* [Selected excerpt]:
----
UC San Diego

The freshwater cnidarian Hydra owes its long history in experimental biology to its unique potential to address questions regarding the formation of complex patterns in biological systems. Its regenerative abilities enable grafting and transplantation experiments in the adult animal, which allowed researchers to probe and quantify the signaling gradients defining its body axis even prior to the advent of modern biochemical techniques. Furthermore, its ability to regenerate a complete animal from cell aggregates offers an easily studied de novo axis specification event. Hydra's body plan is sufficiently simple that quantitative modeling is feasible. Several such models of pattern formation have been developed that can reproduce experimental observations of transplantations and regeneration. However, the quantitative experimental data needed to definitively test their core premises have remained largely out of reach, representing a major limitation on Hydra's broader relevance.
----
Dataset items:

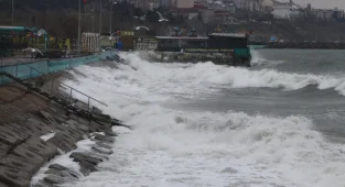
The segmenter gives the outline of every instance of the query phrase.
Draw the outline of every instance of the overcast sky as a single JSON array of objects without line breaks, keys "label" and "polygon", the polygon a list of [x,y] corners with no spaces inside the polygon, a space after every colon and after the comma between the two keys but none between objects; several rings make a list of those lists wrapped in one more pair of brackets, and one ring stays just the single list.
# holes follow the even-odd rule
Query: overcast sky
[{"label": "overcast sky", "polygon": [[[288,0],[280,0],[282,2]],[[311,3],[313,8],[325,8],[333,9],[337,7],[338,9],[345,9],[345,0],[293,0],[293,2],[299,3],[301,6],[305,6],[306,3]]]}]

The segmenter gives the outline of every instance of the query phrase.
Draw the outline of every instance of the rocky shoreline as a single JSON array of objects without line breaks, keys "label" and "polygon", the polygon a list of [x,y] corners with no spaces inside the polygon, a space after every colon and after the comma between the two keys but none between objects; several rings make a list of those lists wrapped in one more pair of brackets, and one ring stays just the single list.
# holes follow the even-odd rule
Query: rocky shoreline
[{"label": "rocky shoreline", "polygon": [[[122,125],[101,113],[83,118],[18,84],[0,87],[0,187],[54,187],[97,172],[97,165],[112,154],[117,135],[112,127]],[[94,142],[90,151],[73,152],[85,140]],[[51,164],[44,177],[31,184],[43,165],[64,154],[78,163],[79,170]]]}]

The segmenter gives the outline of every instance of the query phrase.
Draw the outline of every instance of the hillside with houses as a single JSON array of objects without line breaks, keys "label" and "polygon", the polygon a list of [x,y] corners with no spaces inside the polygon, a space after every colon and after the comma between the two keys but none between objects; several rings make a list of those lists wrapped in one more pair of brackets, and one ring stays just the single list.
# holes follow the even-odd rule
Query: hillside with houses
[{"label": "hillside with houses", "polygon": [[[129,31],[145,25],[147,35],[166,35],[171,28],[195,28],[200,35],[214,31],[250,32],[251,40],[344,41],[344,10],[302,7],[292,0],[86,0],[82,3],[82,31]],[[14,23],[10,1],[0,0],[0,24],[43,28],[54,35],[76,37],[78,3],[71,0],[15,0]],[[170,21],[160,23],[162,14]],[[143,16],[145,20],[134,19]],[[272,37],[273,36],[273,37]]]}]

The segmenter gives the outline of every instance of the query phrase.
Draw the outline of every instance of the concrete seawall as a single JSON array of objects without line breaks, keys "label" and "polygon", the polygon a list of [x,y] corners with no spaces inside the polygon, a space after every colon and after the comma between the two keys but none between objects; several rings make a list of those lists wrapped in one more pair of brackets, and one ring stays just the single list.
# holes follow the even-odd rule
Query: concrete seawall
[{"label": "concrete seawall", "polygon": [[[58,73],[61,76],[64,73]],[[55,77],[56,78],[56,77]],[[51,80],[42,88],[50,87]],[[58,87],[58,85],[56,86]],[[65,107],[18,84],[0,87],[0,187],[28,187],[32,176],[55,156],[67,153],[80,165],[74,170],[58,164],[48,166],[46,176],[35,187],[53,187],[78,179],[76,173],[88,175],[111,154],[116,133],[109,117],[98,113],[100,121],[80,118]],[[71,153],[76,142],[90,139],[90,153]],[[53,134],[50,139],[48,134]]]}]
----
* [Task A]: Condense the paragraph of the Hydra passage that begins "The freshwater cnidarian Hydra owes" into a bulleted list that keeps its main facts.
* [Task B]: Write the next part of the passage on Hydra pattern formation, picking up after its final sentence.

* [Response box A]:
- Hydra, a freshwater cnidarian, has a long history in experimental biology because it is uniquely suited to studying how complex patterns form in biological systems.
- Its regenerative abilities allow grafting and transplantation experiments in the adult animal. These experiments let researchers probe and quantify the signaling gradients that define its body axis, even before modern biochemical techniques existed.
- It can regenerate a complete animal from cell aggregates, which makes de novo axis specification easy to study.
- Its body plan is simple enough for quantitative modeling, and several pattern-formation models can reproduce experimental observations of transplantation and regeneration.
- The quantitative experimental data needed to definitively test these models' core premises have remained largely out of reach, which is a major limitation on Hydra's broader relevance.

* [Response box B]:
In this dissertation, I leverage recent advances in molecular biology combined with adaptations of classical experiments to provide some of this quantitative validation. Existing models of Hydra patterning make two core assumptions: that a shift in oscillation pattern is a close approximation for biochemical specification of the body axis, and that tissue pieces can be used in lieu of cell aggregates for model testing and validation. We show the oscillation pattern shift is the result of a functional mouth structure rather than a close marker for a biochemical axis specification event. Further, we demonstrate that morphogen gradients encode axis information in the body of Hydra at a scale of several hundred microns, indicating that small tissue fragments do not exhibit an axis specification event as previously assumed. These findings demonstrate the need to reevaluate existing models. In addition, I aimed to develop new tools to enable further research. I developed transgenic strains introducing a new fluorescent protein to the system, and created plasmid constructs for a fluorescent fusion protein reporter for in vivo quantitative imaging. I also gathered preliminary data in support of innexins as regulators of patterning. This dissertation thus presents several valuable experimental findings on the nature of axis specifications in Hydra, and lays foundations for future quantitative studies.